SOURCE ▸
▬▬▬

Thursday, February 2, 2012

If I can't have it, so...

There's a Calvin & Hobbes comic in which Susie, Calvin's neighbor and schoolmate, sees something down by a pond and asks Calvin if he'd like to see it. Not wanting to validate the value of what she has discovered, Calvin indicates derisively that it's not of interest. Susie stalks off and Calvin sneaks to the pond to have a look. Susie catches him and essentially says, "gotcha!"

There have been numerous comics, stories, and performances depicted children in which one essentially says of another's possession, 'I don't want one. It's not so great.' In such cases, it's clear that the speaker thinks that it really is 'so great', but is trying to diminish the value of whatever it is in order to cope with the sense that it is beyond his or her ability to acquire it. A lot of people mistake this for envy, and while there may be an element of that, it is more about finding a way of balancing their despair with what they view as a cold, hard, and limited reality.

▬▬▬

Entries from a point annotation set

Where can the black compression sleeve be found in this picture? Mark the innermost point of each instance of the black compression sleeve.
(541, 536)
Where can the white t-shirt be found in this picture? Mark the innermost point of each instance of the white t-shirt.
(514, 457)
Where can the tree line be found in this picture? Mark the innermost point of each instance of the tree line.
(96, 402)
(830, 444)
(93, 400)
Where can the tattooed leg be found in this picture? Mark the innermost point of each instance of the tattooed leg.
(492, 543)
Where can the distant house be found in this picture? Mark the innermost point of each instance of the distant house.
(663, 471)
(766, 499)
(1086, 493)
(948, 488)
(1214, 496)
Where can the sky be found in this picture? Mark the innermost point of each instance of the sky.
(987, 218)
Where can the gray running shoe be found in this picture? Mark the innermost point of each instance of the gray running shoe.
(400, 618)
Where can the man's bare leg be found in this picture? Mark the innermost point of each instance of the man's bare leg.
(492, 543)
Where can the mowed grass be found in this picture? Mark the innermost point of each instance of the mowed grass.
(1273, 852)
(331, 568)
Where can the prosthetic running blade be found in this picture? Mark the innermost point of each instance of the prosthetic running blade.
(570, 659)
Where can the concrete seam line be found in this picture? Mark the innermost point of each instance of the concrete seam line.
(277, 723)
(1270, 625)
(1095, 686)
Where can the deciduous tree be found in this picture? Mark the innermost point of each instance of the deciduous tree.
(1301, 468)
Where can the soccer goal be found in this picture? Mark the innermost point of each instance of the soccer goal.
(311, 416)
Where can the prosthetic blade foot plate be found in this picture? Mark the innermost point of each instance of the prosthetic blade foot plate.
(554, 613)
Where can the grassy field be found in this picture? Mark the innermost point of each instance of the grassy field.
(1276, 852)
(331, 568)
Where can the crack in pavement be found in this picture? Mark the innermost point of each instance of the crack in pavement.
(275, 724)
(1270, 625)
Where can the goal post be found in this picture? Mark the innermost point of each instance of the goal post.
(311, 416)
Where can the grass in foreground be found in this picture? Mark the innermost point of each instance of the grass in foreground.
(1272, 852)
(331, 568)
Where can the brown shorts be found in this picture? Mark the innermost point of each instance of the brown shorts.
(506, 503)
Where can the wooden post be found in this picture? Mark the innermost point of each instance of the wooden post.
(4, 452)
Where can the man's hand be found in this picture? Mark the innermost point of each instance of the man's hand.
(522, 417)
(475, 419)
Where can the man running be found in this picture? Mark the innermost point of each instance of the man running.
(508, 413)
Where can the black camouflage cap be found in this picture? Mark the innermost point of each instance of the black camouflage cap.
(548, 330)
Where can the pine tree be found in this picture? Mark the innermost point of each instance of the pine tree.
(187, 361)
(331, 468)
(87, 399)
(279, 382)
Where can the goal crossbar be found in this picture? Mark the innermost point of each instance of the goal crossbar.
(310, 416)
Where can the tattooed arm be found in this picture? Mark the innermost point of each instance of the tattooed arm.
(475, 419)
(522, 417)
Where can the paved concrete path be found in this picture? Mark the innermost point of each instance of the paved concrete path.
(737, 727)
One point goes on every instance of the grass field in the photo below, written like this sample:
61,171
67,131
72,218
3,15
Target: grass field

▬▬▬

WRITTEN INSTRUCTION A ▸
Extract each line of the records that contains the string "tree", treating case as significant.
WRITTEN INSTRUCTION B ▸
Pick up the post about downplaying what one cannot have and carry it on from its final sentence.

EXERCISE RESULT A ▸
Where can the tree line be found in this picture? Mark the innermost point of each instance of the tree line.
Where can the deciduous tree be found in this picture? Mark the innermost point of each instance of the deciduous tree.
Where can the pine tree be found in this picture? Mark the innermost point of each instance of the pine tree.

EXERCISE RESULT B ▸
No one is immune from this. In the past, I have been guilty of it in ways both big and small. When I didn't fit in the bath tub due to my weight, I used to tell people I didn't like taking baths and that I didn't care about having a deep bath to soak in. I even convinced myself that this was not such a pleasurable experience that I couldn't partake in. Now that I can fit in the tub, I have to admit to myself that it's not only relaxing, but deeply and satisfyingly warming on cold evenings.

One of the most pervasive messages that people spread about something not being of value because they have concluded that they can't have it is having a life partner. They say marriage is nothing more than a loss of freedom, a life in shackles, and endless and unfair compromise and suffering. I never told myself such negative messages, but I did say I didn't aspire to being married. That was, in part, because I grew up having a very bad marriage role-modeled in front of me, but it was also because I thought I would never be wanted by anyone. If I couldn't have it, it wasn't worthwhile for me.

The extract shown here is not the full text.